• [Task item]: Repeat the following entries verbatim, apart from the pictures.

━━━ Study material

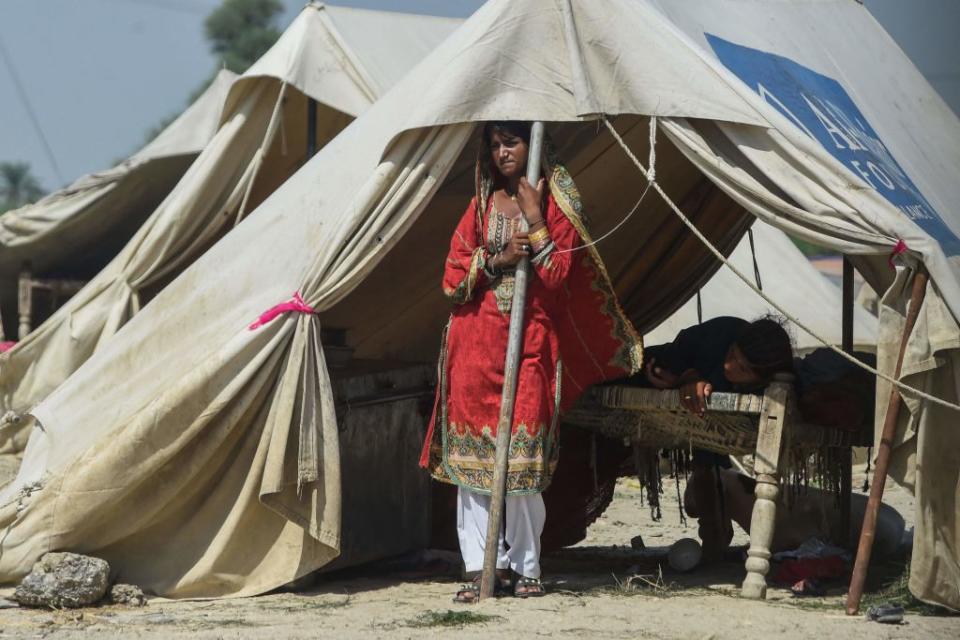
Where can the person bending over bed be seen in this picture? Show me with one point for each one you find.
(722, 354)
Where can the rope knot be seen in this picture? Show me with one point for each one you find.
(293, 305)
(898, 249)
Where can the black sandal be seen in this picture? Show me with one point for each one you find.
(528, 588)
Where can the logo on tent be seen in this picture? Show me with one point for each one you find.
(821, 108)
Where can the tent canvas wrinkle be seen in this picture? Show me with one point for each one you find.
(241, 415)
(239, 167)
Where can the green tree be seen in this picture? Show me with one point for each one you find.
(240, 31)
(18, 185)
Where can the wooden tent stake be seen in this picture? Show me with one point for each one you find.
(865, 547)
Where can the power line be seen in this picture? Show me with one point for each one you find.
(22, 92)
(170, 5)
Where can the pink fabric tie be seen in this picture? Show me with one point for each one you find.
(294, 304)
(899, 248)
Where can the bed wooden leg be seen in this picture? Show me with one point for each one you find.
(767, 467)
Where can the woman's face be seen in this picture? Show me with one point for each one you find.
(509, 154)
(737, 370)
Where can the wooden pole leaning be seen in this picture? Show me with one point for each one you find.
(511, 372)
(846, 453)
(865, 548)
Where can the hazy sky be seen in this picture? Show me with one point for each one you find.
(100, 73)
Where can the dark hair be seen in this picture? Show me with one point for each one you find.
(515, 128)
(765, 345)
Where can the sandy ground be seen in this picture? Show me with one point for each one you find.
(591, 595)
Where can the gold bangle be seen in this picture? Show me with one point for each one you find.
(539, 235)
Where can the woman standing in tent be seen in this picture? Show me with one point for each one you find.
(575, 334)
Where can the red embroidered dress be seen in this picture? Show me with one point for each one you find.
(575, 334)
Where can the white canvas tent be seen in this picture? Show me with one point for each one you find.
(76, 230)
(199, 444)
(340, 58)
(787, 276)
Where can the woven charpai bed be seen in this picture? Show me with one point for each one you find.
(766, 426)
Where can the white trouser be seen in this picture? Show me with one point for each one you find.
(525, 516)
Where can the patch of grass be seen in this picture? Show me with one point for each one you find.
(308, 603)
(653, 584)
(450, 618)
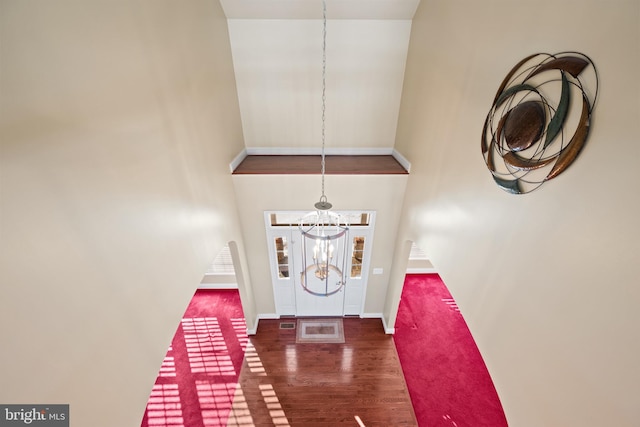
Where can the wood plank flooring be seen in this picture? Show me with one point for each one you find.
(283, 383)
(308, 165)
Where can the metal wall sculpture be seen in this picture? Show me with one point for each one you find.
(537, 125)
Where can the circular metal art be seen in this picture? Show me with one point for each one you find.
(539, 120)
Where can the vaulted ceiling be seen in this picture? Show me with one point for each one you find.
(277, 56)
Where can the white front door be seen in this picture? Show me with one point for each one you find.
(285, 253)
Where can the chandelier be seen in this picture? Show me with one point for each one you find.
(324, 233)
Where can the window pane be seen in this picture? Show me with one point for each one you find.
(356, 259)
(282, 257)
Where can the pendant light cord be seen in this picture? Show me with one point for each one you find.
(324, 87)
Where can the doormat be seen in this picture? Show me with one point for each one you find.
(320, 331)
(287, 325)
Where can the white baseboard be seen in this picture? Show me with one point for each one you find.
(420, 270)
(253, 331)
(218, 286)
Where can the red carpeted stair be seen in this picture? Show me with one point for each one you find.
(447, 379)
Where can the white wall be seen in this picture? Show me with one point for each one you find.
(118, 121)
(278, 65)
(548, 281)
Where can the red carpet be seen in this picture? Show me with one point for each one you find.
(447, 379)
(200, 372)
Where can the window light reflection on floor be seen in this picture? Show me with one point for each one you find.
(273, 404)
(163, 408)
(206, 346)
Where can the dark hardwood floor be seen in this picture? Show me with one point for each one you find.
(306, 165)
(283, 383)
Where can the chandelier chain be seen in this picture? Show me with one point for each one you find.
(324, 86)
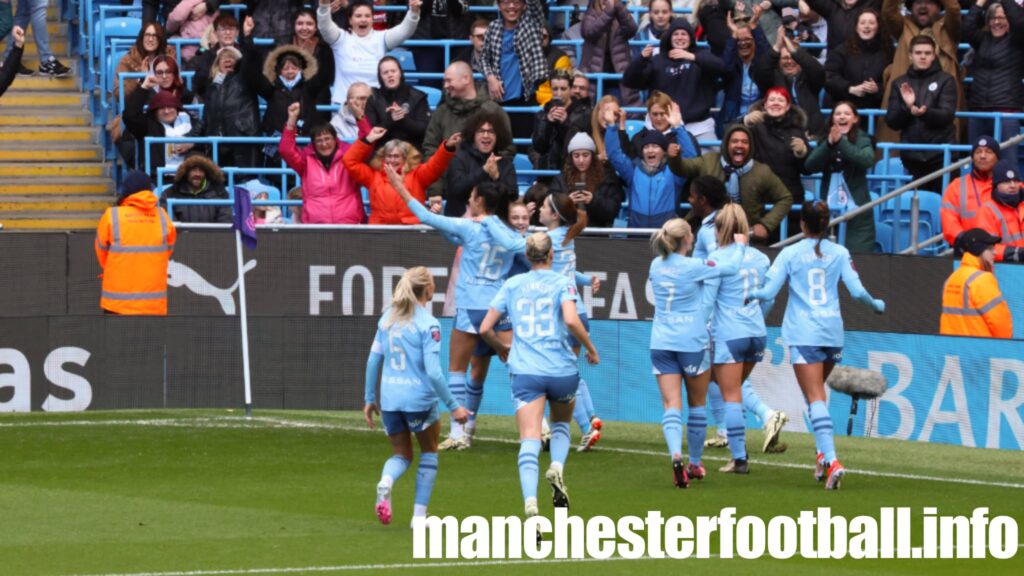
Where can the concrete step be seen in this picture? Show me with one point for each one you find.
(54, 203)
(35, 116)
(68, 98)
(61, 169)
(56, 186)
(50, 152)
(46, 83)
(46, 220)
(49, 133)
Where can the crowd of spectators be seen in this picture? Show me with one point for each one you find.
(738, 72)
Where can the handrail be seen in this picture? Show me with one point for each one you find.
(899, 192)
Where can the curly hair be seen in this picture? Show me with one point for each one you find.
(502, 135)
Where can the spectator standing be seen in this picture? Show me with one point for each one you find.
(995, 32)
(940, 19)
(198, 178)
(923, 106)
(779, 131)
(478, 161)
(844, 156)
(855, 69)
(189, 19)
(607, 28)
(357, 50)
(972, 301)
(513, 56)
(688, 75)
(748, 181)
(33, 12)
(965, 196)
(329, 194)
(463, 99)
(398, 108)
(591, 183)
(1004, 213)
(566, 114)
(134, 241)
(386, 207)
(790, 66)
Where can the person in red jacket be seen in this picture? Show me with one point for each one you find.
(386, 207)
(329, 194)
(1004, 214)
(965, 196)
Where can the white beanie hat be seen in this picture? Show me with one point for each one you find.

━━━━━━

• [Answer for this exercise]:
Where can the person bending over bed be seen in this picture? Show me with one point for each one you find.
(722, 354)
Where can the rope knot be seen in this picture? Show me with one point for each one you find.
(293, 305)
(898, 249)
Where can the black sandal be seen in this picture? Show me with one point for each one you find.
(528, 588)
Where can the logo on tent be seen in this picture? Show me with one point for each one you find.
(821, 108)
Where can the tent canvas wrinkle be seen in this picture? Show me with one point for each one you find.
(241, 415)
(239, 167)
Where can the green tree be seen in this picture? Show me with one point for each one you find.
(240, 31)
(18, 185)
Where can the wooden tent stake be seen in this picture? Show me with one point for each one you find.
(865, 547)
Where can the power line be seen in this picture? Show me with one point for each one you find.
(22, 92)
(170, 5)
Where can the pink fabric tie be seen in this picture? Show me with one point for each one you find.
(294, 304)
(899, 248)
Where can the bed wooden leg be seen in this picture? Show me with one point for each one you find.
(767, 467)
Where can the woman's face be seen in this picture? Show me with one point for each one you find.
(509, 154)
(737, 370)
Where can the wooden pole leaning be seen in this picture? Show me with one point for each one you find.
(511, 372)
(846, 453)
(865, 548)
Where can the hazy sky be seen in this picture? Show me with one point for each one you find.
(100, 73)
Where can the dark hair be seen in this picture? Show me with one point for each one you find.
(515, 128)
(765, 345)
Where can the sandy ground be seen in this picture? Show me with one point for each one you find.
(591, 595)
Where can the gold bangle be seen in this picture? Show me with one point for each one you find.
(539, 235)
Where can the woman standing in tent be seen in this picture? Show me with one point for each one you find.
(575, 334)
Where can the red embroidered dress be seen in this picture? Show me with one point for each one you find.
(575, 334)
Where can the white canvas tent be seen in this picture? Show me with one point for each one you find.
(76, 230)
(199, 444)
(340, 58)
(787, 276)
Where can the woven charpai bed be seen in this picture? Show me with one point for each one you find.
(766, 426)
Where can the white trouser be seen in this picture? Show me with one point for each one you find.
(525, 516)
Where can the patch of grass be seen in this picture? Show me with one point for each one you find.
(308, 603)
(653, 584)
(450, 618)
Where can the wood plank flooring be seen in this picture? Show me with one point for each one you find.
(283, 383)
(308, 165)
Where can the metal wall sculpture be seen in this picture? Show me with one point for each one you find.
(537, 125)
Where can the circular metal art be seen in this picture? Show me with one point for each one you find.
(539, 120)
Where can the vaulted ceiling be seen in this picture? Show me with one point for each one you find.
(277, 56)
Where can the white front door be seen in this picture? Show me with one point for each one you find.
(285, 253)
Where can the chandelier be seen in this picture? Show me with one point for each one you find.
(324, 233)
Where can the window pane be seen in this picture? Show me with one point for each one you find.
(356, 259)
(282, 257)
Where can the pendant light cord be seen in this picture? Show me with one point for each one you find.
(324, 87)
Where can the doormat be seen in this picture? Show me with one point for each one you find.
(320, 331)
(287, 325)
Where can the white baseboard be seen in this picture? Show me with one point for each one you find.
(420, 270)
(253, 331)
(218, 286)
Where can the red carpeted stair be seen in this picture? Show me with one point for each one you find.
(447, 379)
Where can the white wall be seen in this picture? Show me with one point for each one you find.
(118, 121)
(278, 65)
(548, 281)
Where can the red carpet be seen in this picture? Show me with one point for each one you find.
(447, 379)
(200, 372)
Where can the window light reflection on floor be seen in this picture? Show me with one point for each one you find.
(273, 404)
(163, 408)
(206, 346)
Where can the dark hardwood floor be seen in this picture? Show me with one point for each one you find.
(306, 165)
(283, 383)
Where can the chandelier chain be seen in this picture? Show me with one point for each one you find.
(324, 86)
Where can the concrete step be seen in this picture? Show me with one point for each one you find.
(54, 203)
(35, 116)
(68, 98)
(61, 169)
(56, 186)
(50, 152)
(46, 83)
(46, 220)
(49, 133)
Where can the crowd of spectators be seen in this picture? Show me with one point for each one you find.
(738, 72)
Where can the handrail be seen in this picture? Show me with one point for each one you find.
(899, 192)
Where can the curly hair be seen in this picture? Show me with one point for each one you find.
(502, 135)
Where can the spectator standing be seen in this picture? Show me with one point for each one you find.
(995, 32)
(940, 19)
(198, 178)
(923, 106)
(779, 131)
(478, 161)
(844, 156)
(855, 69)
(189, 19)
(607, 28)
(357, 50)
(972, 301)
(513, 56)
(688, 75)
(748, 181)
(33, 12)
(965, 196)
(329, 194)
(463, 99)
(398, 108)
(591, 183)
(1004, 213)
(566, 114)
(134, 241)
(386, 207)
(790, 66)
Where can the person in red jacket be seen in this picture? Show me with one point for each one you find.
(386, 207)
(329, 194)
(1004, 214)
(965, 196)
Where can the white beanie hat be seen in this picture? Show me with one point for each one you find.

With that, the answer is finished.